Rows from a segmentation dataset
——

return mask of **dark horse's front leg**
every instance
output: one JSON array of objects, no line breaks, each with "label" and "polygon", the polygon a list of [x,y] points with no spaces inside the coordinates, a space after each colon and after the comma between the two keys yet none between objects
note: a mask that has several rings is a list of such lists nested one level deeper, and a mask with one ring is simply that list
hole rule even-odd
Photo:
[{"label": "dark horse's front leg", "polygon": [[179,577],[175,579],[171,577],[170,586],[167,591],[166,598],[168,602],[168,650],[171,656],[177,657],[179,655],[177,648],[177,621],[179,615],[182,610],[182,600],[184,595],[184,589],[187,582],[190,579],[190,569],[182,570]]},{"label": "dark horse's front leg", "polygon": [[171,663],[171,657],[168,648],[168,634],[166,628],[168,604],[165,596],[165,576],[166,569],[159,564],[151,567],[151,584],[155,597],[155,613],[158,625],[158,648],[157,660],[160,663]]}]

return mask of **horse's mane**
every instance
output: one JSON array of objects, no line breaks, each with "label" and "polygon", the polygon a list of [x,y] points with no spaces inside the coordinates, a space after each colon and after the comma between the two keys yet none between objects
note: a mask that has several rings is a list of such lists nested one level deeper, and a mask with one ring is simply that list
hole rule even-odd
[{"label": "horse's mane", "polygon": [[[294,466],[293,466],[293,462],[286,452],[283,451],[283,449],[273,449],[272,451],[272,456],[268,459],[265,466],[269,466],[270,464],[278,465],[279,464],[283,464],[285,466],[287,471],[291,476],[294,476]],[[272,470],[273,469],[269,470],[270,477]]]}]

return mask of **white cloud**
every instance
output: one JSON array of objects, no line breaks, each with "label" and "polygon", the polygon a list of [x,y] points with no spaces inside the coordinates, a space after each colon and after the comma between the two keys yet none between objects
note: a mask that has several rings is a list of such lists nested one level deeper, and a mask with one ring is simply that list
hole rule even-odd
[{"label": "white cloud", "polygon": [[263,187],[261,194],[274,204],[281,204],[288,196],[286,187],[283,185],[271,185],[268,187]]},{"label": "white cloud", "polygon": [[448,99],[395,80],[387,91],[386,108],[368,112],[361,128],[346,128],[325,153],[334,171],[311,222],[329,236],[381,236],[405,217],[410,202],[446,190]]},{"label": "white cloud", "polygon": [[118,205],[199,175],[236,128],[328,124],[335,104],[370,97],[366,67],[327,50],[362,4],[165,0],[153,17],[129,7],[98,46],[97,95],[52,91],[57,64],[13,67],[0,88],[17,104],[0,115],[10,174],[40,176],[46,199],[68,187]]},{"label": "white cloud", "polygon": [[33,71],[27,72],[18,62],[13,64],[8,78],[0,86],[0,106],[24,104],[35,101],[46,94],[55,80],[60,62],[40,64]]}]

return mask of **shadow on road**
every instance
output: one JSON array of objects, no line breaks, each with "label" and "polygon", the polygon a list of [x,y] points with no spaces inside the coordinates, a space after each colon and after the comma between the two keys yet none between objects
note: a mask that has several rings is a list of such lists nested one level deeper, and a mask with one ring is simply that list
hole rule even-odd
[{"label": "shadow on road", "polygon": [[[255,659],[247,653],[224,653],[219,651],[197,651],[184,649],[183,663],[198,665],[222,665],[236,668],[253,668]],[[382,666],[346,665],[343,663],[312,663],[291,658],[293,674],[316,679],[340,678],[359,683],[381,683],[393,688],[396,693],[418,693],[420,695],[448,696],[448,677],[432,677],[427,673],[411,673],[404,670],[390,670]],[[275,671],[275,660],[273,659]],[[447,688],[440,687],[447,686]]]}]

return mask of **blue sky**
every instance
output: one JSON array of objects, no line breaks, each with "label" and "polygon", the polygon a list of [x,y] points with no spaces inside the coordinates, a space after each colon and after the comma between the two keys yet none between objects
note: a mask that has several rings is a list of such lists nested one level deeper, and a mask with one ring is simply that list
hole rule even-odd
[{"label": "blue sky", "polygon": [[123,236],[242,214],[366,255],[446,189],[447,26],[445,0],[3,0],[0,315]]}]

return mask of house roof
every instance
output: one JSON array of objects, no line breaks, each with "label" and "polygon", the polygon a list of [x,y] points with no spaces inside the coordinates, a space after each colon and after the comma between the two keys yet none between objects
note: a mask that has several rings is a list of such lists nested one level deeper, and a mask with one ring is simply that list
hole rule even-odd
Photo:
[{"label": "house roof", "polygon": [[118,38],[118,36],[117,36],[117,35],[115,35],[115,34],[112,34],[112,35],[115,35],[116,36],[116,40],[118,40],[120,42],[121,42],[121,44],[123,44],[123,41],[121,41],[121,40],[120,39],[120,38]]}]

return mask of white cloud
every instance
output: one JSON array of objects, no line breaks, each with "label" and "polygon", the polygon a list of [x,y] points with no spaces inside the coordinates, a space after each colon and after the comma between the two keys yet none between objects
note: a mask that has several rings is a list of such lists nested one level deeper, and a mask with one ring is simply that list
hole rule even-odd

——

== The problem ==
Transcribe each entry exactly.

== Solution to the problem ==
return mask of **dark horse's front leg**
every instance
output: one JSON array of objects, no line breaks, each with "label" and "polygon", the polygon a list of [x,y] points with no spaces inside the coordinates, a space after each colon and after the comma between the two keys yet none between objects
note: a mask that has several rings is a list of such lists nested one level deeper, and a mask with one ring is simply that list
hole rule even-odd
Photo:
[{"label": "dark horse's front leg", "polygon": [[179,577],[175,579],[171,577],[170,586],[167,591],[166,598],[168,602],[168,650],[171,656],[177,657],[179,655],[177,648],[177,621],[179,615],[182,610],[182,600],[184,595],[184,589],[187,582],[190,579],[190,569],[182,570]]},{"label": "dark horse's front leg", "polygon": [[171,663],[171,657],[168,648],[168,634],[166,628],[168,604],[165,596],[165,576],[166,569],[159,564],[151,567],[151,584],[155,597],[155,613],[158,625],[158,648],[157,660],[160,663]]}]

return mask of **horse's mane**
every instance
output: one JSON array of objects, no line breaks, each with "label" and "polygon", the polygon a list of [x,y] points with no spaces inside the coordinates, a space after each colon and after the comma between the two keys yet none between objects
note: a mask that has several rings is a list of such lists nested one level deeper, and a mask with one ring is simply that list
hole rule even-odd
[{"label": "horse's mane", "polygon": [[[294,466],[293,466],[293,462],[286,452],[283,451],[283,449],[273,449],[272,451],[272,456],[268,459],[265,466],[269,466],[270,464],[278,465],[279,464],[283,464],[285,466],[287,471],[291,476],[294,476]],[[272,470],[273,469],[269,470],[270,477]]]}]

return mask of **white cloud**
every instance
output: one JSON array of objects, no line breaks, each with "label" and "polygon", the polygon a list of [x,y] points with no spaces inside the coordinates, a space after each colon and after the comma between the two keys yet none between objects
note: a mask that has several rings is a list of such lists nested one level deeper, and a mask with one ring is simply that list
hole rule even-odd
[{"label": "white cloud", "polygon": [[263,187],[261,194],[274,204],[281,204],[288,196],[286,187],[283,185],[271,185],[268,187]]},{"label": "white cloud", "polygon": [[448,99],[395,80],[387,91],[386,108],[368,112],[361,128],[346,128],[325,153],[334,171],[311,222],[329,236],[381,236],[405,217],[410,202],[446,190]]},{"label": "white cloud", "polygon": [[118,205],[199,175],[236,128],[328,124],[335,104],[370,97],[366,67],[327,50],[362,4],[165,0],[153,17],[129,7],[98,46],[97,95],[52,91],[57,64],[13,67],[0,88],[17,104],[0,115],[10,174],[40,176],[46,199],[68,187]]},{"label": "white cloud", "polygon": [[33,71],[27,72],[18,62],[13,64],[8,78],[0,86],[0,106],[24,104],[35,101],[46,94],[55,80],[60,62],[40,64]]}]

return mask of **shadow on road**
every instance
output: one JSON array of objects, no line breaks, each with "label" and "polygon", the polygon a list of [x,y] points with no spaces inside the coordinates, a space after each colon and after the comma between the two keys yet none between objects
note: a mask that has several rings is a list of such lists nested one level deeper, and a mask with one ring is simply that list
hole rule even-odd
[{"label": "shadow on road", "polygon": [[[255,659],[247,653],[224,653],[219,651],[197,651],[184,649],[183,663],[198,665],[222,665],[236,668],[253,668]],[[382,666],[346,665],[343,663],[312,663],[291,658],[293,674],[316,679],[340,678],[359,683],[381,683],[393,688],[396,693],[418,693],[420,695],[448,696],[448,677],[432,677],[427,673],[411,673],[404,670],[390,670]],[[275,671],[275,660],[273,659]],[[447,688],[440,687],[447,686]]]}]

return mask of **blue sky**
every instance
output: one JSON array of objects, no line breaks, each with "label" and "polygon", the polygon a list of [x,y] points with no spaces inside the coordinates, a space after each colon and after the comma between the two keys yet none between objects
note: a mask that has several rings is a list of such lists nested one level deeper, and a mask with one ring is simply that list
hole rule even-odd
[{"label": "blue sky", "polygon": [[123,236],[242,214],[366,255],[446,189],[447,26],[445,0],[3,0],[0,315]]}]

return mask of house roof
every instance
output: one JSON array of objects, no line breaks, each with "label" and "polygon", the polygon a list of [x,y] points with no spaces inside the coordinates, a space after each colon and after the comma between the two keys yet none between objects
note: a mask that has several rings is a list of such lists nested one level deeper, and a mask with one ring is simply that list
hole rule even-odd
Photo:
[{"label": "house roof", "polygon": [[118,38],[118,36],[117,36],[117,35],[115,35],[115,34],[112,34],[112,35],[115,35],[116,36],[116,40],[118,40],[120,42],[121,42],[121,44],[123,44],[123,41],[121,41],[121,40],[120,39],[120,38]]}]

return mask of white cloud
every instance
output: one JSON array of objects, no line breaks, each with "label" and "polygon", the polygon a list of [x,y] points with no spaces inside the coordinates, a space after each colon and after the comma between the two keys yet none between objects
note: a mask that has several rings is a list of such lists nested one level deeper, and a mask with one ring is simply that list
hole rule even-odd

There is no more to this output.